MLOps monitoring of encountered complexity
- Sectors: enterprise AI ops, safety/risk teams.
- What: Telemetry that logs estimated L/B for real user queries and correlates with error rates; trigger escalation when tail complexity spikes.
- Tools/products: Complexity dashboards; drift alerts when traffic distribution shifts toward higher L/B; auto-escalation policies.
- Assumptions/dependencies: Instrumentation to compute proxies for L/B; privacy-safe logging.
Data and training curriculum design
- Sectors: model providers, research labs, applied ML teams.
- What: Use DeepRD to generate controllable curricula that scale depth and branching; measure transfer from symbolic (graphs) to natural language proof planning.
- Tools/products: Depth/branching curriculum generator; evaluation harness; error taxonomy (omission, missed branch, hallucinated edge) to guide fine-tuning.
- Assumptions/dependencies: Training budget; capacity to run ablations on curricula; alignment with licensing constraints.
Safety policies and escalation criteria in regulated domains
- Sectors: healthcare (clinical decision support), finance (risk analysis), legal (compliance).
- What: Define complexity thresholds beyond which automated decisions are disallowed without human review; log provenance and verified paths for audit.
- Tools/workflows: Decision policies tied to complexity estimates; human-review queues; provenance capture (record of graph paths and verifications).
- Assumptions/dependencies: Governance frameworks; clear SLAs and audit requirements; integration with existing workflow tools.
Education: teaching reasoning limits and robust methods
- Sectors: higher education, professional training.
- What: Classroom labs illustrating performance cliffs; assignments using DeepRD to compare CoT vs. algorithmic search; pedagogy on neuro-symbolic hybrids.
- Tools/products: Course modules; notebooks; graded complexity exercises.
- Assumptions/dependencies: Instructor adoption; student compute.
Cost control and model selection
- Sectors: software, platform ops.
- What: Prefer LRMs for shallow tasks; switch to cheaper LLMs or deterministic solvers when L/B predicts failure or random guessing; set token budgets knowing token limits are not the driver of failures.
- Tools/workflows: Cost-aware routers; concise-output prompting (avoid spurious “chance-level wins” that mask failure).

* Exercise data:

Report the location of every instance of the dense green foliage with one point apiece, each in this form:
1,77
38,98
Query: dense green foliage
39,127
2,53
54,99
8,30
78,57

* Questions to answer:
[1] In the applications list, what three kinds of error does the error taxonomy name?
[2] Reproduce the part of the applications list starting at "Education: teaching reasoning" and ending at "software, platform ops.".
The items have nothing to do with any of this.

* Task answers:
[1] Omission, missed branch, and hallucinated edge.

[2]
Education: teaching reasoning limits and robust methods
- Sectors: higher education, professional training.
- What: Classroom labs illustrating performance cliffs; assignments using DeepRD to compare CoT vs. algorithmic search; pedagogy on neuro-symbolic hybrids.
- Tools/products: Course modules; notebooks; graded complexity exercises.
- Assumptions/dependencies: Instructor adoption; student compute.
Cost control and model selection
- Sectors: software, platform ops.